***** 阅读材料
POJ 2192 Zipper HDU 2059 龟兔赛跑

今天心情好,刷了两到ACM水题,思路很简单都在注释里,所以直接贴代码:

/**
 * @file 龟兔赛跑.cpp
 * @brief 龟兔赛跑 AC代码 (DP)
 * DP方程式: [到第i的充电站的最短时间] = [到最后一个冲了电的充电站的最短时间] + [那个充电站到第i个充电站的时间]
 *
 * @link http://acm.hdu.edu.cn/showproblem.php?pid=2059
 * @version 1.0
 * @author OWenT
 * @date 2013.07.15
 *
 * @history
 *
 *
 */

#include <cstdio>
#include <iostream>
#include <cstring>
#include <algorithm>
#include <set>
#include <numeric>

int pn[128];
double dp[128]; /** dp[i] 表示 到第i个充电站的最小时间(0为开始位置,n+1为终点) **/

double calc_charge_time(int dis, int v1, int v2, int c) {
    if (dis <= c)
**********
***** 数据条目
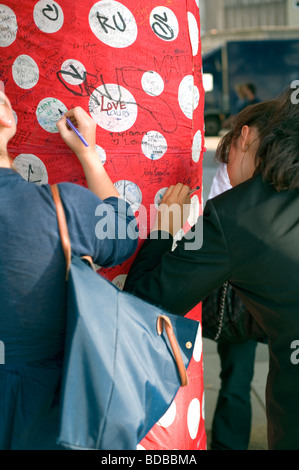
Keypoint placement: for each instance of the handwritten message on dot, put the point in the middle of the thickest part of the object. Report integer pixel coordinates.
(47, 113)
(8, 26)
(113, 108)
(113, 24)
(48, 16)
(25, 72)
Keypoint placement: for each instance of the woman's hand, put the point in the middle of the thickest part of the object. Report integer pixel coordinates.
(97, 179)
(174, 209)
(85, 125)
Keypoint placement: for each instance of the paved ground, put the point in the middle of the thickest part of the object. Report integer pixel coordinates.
(211, 358)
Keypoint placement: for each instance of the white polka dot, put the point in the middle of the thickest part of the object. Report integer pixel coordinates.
(8, 26)
(196, 146)
(159, 196)
(113, 24)
(48, 16)
(101, 153)
(188, 96)
(164, 23)
(197, 351)
(73, 72)
(193, 418)
(194, 33)
(154, 145)
(194, 210)
(113, 108)
(130, 192)
(168, 417)
(152, 83)
(140, 447)
(203, 409)
(31, 168)
(47, 113)
(119, 281)
(25, 72)
(15, 116)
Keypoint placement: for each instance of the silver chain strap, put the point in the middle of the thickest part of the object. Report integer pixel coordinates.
(221, 309)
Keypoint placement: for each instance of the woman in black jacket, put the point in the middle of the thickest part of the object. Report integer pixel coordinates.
(251, 239)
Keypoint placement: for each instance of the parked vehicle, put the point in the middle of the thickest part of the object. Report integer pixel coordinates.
(270, 65)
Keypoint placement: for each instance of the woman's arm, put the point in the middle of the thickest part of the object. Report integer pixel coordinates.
(178, 280)
(97, 179)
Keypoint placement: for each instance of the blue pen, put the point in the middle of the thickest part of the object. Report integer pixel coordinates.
(75, 130)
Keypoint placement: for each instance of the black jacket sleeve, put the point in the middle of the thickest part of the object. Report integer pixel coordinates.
(178, 280)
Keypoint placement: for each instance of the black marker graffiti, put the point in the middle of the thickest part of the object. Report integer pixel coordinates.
(51, 9)
(30, 171)
(103, 20)
(86, 88)
(161, 28)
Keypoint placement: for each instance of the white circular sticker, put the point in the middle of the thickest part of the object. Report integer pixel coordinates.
(193, 418)
(154, 145)
(164, 23)
(188, 96)
(113, 108)
(31, 168)
(48, 16)
(73, 72)
(113, 24)
(25, 72)
(152, 83)
(196, 146)
(130, 192)
(197, 351)
(194, 33)
(8, 26)
(168, 417)
(47, 113)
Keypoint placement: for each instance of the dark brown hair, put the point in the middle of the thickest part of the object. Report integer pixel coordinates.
(277, 123)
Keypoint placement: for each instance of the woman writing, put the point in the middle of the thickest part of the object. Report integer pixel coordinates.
(32, 278)
(251, 239)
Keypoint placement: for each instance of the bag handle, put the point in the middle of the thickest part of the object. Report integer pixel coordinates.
(163, 320)
(63, 228)
(64, 232)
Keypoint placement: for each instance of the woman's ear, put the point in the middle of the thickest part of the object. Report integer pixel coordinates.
(244, 138)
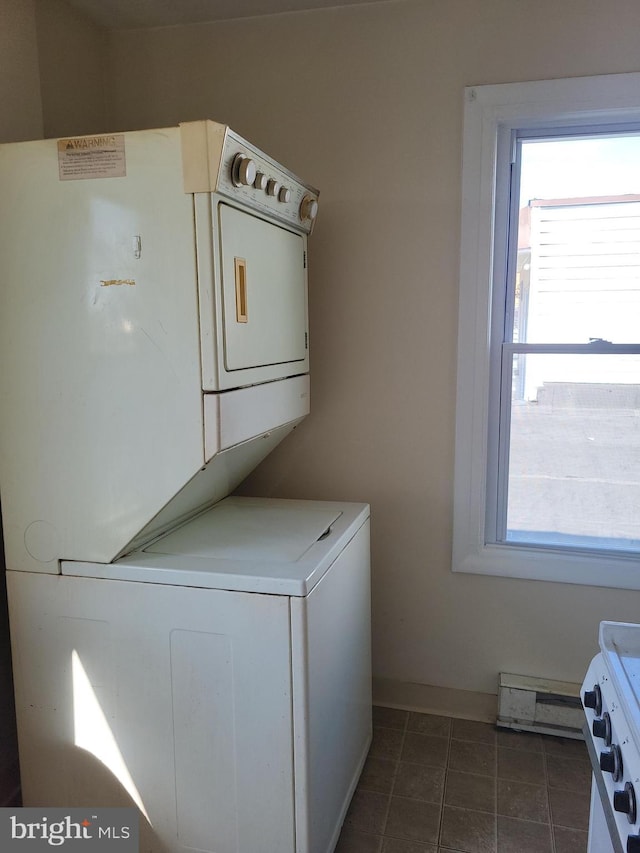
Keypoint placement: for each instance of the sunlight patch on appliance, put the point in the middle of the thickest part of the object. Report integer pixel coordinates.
(93, 733)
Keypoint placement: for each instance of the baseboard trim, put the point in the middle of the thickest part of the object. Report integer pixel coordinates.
(427, 699)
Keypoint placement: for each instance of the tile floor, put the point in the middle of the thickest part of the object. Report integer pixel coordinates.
(435, 785)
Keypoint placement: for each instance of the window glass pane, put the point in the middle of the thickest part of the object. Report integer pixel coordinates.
(574, 464)
(578, 250)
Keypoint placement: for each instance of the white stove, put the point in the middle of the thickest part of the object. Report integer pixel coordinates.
(611, 699)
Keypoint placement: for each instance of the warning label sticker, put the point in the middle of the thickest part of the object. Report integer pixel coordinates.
(91, 157)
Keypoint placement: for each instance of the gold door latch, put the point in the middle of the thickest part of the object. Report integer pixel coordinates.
(241, 290)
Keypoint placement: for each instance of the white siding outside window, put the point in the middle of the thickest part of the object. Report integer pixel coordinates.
(547, 480)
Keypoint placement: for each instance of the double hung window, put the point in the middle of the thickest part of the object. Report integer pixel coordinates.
(547, 478)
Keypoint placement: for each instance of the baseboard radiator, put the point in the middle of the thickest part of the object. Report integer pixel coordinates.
(540, 705)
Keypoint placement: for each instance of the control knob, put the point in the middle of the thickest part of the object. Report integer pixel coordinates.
(625, 802)
(602, 728)
(309, 208)
(611, 762)
(243, 171)
(593, 699)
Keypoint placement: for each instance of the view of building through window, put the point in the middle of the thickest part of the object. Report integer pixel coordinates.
(572, 468)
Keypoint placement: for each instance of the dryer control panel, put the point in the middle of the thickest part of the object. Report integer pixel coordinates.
(247, 174)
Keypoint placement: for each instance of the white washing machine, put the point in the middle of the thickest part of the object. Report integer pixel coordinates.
(219, 679)
(203, 658)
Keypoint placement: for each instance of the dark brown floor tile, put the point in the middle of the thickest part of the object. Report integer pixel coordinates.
(429, 724)
(397, 845)
(523, 836)
(468, 757)
(521, 766)
(528, 741)
(472, 730)
(522, 800)
(468, 831)
(378, 774)
(367, 812)
(570, 840)
(413, 820)
(565, 747)
(420, 782)
(425, 749)
(386, 743)
(353, 841)
(570, 808)
(390, 718)
(470, 791)
(568, 773)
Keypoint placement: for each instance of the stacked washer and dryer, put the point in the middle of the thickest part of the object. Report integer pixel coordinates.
(201, 657)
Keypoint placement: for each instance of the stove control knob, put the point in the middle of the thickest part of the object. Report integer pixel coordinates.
(273, 187)
(243, 171)
(611, 762)
(593, 699)
(625, 802)
(309, 208)
(602, 728)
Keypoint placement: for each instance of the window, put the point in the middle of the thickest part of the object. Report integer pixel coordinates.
(547, 481)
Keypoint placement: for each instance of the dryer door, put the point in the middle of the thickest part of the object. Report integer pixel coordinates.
(263, 292)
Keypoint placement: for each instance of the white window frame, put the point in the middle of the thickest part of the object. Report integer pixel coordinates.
(491, 114)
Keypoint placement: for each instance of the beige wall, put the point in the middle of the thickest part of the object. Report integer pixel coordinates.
(20, 118)
(20, 106)
(366, 103)
(72, 54)
(51, 66)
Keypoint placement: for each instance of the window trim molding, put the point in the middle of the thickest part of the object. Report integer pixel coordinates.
**********
* [待办事项]
1. 请抄录阅读材料中从“#include <cstdio>”到“if (dis <= c)”之间的文字，首尾包括在内。
2. 根据阅读材料中代码的注释，dp[i] 表示什么？
作答时只依据阅读材料。

* [书面回答]
1.
#include <cstdio>
#include <iostream>
#include <cstring>
#include <algorithm>
#include <set>
#include <numeric>

int pn[128];
double dp[128]; /** dp[i] 表示 到第i个充电站的最小时间(0为开始位置,n+1为终点) **/

double calc_charge_time(int dis, int v1, int v2, int c) {
    if (dis <= c)

2. dp[i] 表示到第i个充电站的最小时间，其中0为开始位置，n+1为终点。